● WHAT IS NEEDED:
Once the line with "If you could tag each instance of the man with glasses" is found, repeat exactly that line and every one after it until the data below ends, including the last line.

● TASK MATERIAL:
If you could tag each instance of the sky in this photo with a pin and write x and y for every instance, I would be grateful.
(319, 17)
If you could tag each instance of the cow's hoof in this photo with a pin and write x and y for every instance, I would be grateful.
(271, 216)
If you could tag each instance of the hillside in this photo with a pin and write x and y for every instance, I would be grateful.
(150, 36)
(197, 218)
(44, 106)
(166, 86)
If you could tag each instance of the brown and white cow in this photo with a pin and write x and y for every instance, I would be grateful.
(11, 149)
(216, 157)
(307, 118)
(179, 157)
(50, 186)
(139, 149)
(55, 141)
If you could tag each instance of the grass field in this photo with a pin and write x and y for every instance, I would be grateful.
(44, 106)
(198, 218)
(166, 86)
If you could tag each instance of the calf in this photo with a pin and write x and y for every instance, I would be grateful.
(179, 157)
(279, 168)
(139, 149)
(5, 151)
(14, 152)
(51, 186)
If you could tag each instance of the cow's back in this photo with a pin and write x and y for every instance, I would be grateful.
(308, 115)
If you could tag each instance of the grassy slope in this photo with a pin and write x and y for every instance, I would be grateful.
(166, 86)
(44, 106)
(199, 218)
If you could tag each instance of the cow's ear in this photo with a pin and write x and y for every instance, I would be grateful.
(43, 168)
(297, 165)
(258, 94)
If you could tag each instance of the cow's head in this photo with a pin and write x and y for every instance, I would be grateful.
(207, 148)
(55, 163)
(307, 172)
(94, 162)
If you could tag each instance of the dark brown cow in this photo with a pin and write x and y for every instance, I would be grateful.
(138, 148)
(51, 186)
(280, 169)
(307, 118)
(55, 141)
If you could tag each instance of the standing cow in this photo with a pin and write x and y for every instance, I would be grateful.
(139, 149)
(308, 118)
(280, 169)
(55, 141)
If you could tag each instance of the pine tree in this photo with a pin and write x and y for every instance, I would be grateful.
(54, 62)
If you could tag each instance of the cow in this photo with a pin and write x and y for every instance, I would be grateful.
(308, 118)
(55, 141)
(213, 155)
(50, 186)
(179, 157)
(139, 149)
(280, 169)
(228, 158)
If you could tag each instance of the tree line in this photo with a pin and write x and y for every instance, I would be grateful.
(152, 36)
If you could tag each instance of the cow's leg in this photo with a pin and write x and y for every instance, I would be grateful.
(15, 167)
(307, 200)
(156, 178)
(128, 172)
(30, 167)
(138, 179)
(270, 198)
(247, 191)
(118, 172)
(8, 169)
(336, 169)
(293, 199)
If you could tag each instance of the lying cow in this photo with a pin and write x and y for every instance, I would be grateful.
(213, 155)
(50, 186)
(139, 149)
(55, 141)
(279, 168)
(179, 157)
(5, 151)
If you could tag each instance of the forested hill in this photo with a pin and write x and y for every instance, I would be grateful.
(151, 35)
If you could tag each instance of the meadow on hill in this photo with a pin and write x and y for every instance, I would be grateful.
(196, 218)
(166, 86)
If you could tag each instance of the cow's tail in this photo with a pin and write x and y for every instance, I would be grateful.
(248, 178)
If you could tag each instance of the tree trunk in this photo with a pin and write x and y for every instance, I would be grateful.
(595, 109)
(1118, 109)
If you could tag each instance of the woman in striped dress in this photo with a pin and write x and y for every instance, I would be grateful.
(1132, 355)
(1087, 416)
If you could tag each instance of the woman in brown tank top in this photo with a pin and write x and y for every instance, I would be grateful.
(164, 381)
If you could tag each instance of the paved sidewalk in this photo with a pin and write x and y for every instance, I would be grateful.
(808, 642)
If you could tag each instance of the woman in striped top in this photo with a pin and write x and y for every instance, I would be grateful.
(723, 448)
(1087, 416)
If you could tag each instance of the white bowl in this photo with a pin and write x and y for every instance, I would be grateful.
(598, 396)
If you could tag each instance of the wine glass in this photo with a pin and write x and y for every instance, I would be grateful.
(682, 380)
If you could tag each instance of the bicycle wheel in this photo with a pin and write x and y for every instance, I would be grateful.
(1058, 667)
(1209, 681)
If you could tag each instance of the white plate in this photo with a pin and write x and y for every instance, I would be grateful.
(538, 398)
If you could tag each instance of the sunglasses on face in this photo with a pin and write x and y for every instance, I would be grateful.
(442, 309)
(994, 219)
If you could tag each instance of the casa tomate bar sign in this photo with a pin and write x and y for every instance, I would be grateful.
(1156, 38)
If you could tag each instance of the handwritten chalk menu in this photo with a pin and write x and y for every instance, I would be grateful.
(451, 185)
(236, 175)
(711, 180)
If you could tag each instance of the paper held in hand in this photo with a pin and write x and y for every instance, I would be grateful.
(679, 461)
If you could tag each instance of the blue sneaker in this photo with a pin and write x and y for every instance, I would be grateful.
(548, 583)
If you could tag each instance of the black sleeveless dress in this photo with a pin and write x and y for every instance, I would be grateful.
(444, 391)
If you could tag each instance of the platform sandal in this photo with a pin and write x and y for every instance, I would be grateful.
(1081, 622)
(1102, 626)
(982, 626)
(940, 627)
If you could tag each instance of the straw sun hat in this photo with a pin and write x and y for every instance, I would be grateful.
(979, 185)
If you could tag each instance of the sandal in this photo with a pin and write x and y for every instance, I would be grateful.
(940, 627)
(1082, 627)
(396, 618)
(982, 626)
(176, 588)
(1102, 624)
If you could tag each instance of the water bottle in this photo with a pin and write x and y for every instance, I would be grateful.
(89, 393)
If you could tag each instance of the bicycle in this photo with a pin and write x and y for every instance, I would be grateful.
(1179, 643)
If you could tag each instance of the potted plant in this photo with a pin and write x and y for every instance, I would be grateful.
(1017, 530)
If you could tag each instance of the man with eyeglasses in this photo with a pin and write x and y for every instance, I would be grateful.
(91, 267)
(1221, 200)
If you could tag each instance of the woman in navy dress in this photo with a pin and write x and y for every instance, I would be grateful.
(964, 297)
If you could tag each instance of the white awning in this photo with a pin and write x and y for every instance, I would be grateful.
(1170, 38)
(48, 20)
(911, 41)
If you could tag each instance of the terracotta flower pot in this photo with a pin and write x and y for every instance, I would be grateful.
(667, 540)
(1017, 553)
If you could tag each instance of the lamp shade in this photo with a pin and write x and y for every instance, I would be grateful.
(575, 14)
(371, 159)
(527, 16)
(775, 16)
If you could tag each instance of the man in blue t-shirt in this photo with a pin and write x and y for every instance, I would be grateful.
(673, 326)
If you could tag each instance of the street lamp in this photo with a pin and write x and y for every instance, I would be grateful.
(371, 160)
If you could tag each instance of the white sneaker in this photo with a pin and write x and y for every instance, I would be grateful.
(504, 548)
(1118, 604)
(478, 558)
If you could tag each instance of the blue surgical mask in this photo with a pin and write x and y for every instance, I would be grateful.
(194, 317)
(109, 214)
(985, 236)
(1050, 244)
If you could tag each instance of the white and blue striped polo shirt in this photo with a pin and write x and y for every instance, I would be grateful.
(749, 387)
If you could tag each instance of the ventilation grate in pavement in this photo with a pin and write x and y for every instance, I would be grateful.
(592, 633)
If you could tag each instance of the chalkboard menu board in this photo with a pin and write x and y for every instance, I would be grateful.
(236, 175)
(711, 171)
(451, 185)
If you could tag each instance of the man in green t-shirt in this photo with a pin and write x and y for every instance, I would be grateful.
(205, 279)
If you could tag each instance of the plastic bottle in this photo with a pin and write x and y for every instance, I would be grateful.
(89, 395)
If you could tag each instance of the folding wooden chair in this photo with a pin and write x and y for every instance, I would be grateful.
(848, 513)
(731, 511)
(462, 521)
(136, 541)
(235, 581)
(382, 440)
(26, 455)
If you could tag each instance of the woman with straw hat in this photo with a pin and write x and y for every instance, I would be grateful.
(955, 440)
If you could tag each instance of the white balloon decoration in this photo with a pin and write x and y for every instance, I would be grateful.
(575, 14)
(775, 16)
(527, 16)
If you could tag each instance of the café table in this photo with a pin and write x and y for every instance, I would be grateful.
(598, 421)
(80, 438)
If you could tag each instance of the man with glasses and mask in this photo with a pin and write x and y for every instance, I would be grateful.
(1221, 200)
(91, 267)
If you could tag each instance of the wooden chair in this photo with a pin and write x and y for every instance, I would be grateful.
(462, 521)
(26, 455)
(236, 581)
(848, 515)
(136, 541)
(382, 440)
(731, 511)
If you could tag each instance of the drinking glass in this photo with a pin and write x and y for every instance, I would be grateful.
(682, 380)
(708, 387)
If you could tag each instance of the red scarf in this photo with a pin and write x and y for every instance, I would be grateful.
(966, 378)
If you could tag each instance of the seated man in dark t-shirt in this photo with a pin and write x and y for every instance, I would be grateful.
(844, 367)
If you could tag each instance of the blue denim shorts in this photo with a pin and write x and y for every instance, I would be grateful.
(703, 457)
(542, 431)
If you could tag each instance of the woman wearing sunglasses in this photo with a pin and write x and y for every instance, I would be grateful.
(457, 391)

● RESPONSE:
If you could tag each instance of the man with glasses and mask in this photo with a pin and write x and y for every instance, I would be grateful.
(1221, 200)
(91, 267)
If you could tag each instance of the wooden chair in this photo with a pin and write x and y for every instance, I would be grateful.
(462, 521)
(26, 455)
(236, 581)
(848, 515)
(136, 541)
(382, 440)
(731, 511)
If you could tag each instance of the drinking glass in this photo with a pin and write x and y for every instance, I would be grateful.
(682, 380)
(708, 387)
If you could tag each instance of the red scarf in this photo with a pin and write x and y for every instance, I would be grateful.
(966, 378)
If you could tag each instance of the seated man in dark t-shirt in this photo with a pin and write x and y for every instance, I would be grateful.
(844, 367)
If you could tag each instance of the blue denim shorts in this photo with a pin and write x and y for every instance, I would be grateful.
(703, 457)
(542, 431)
If you could tag each instance of the woman wearing sunglasses in this photo with a pin and write x and y for every instance, I would be grateful.
(457, 391)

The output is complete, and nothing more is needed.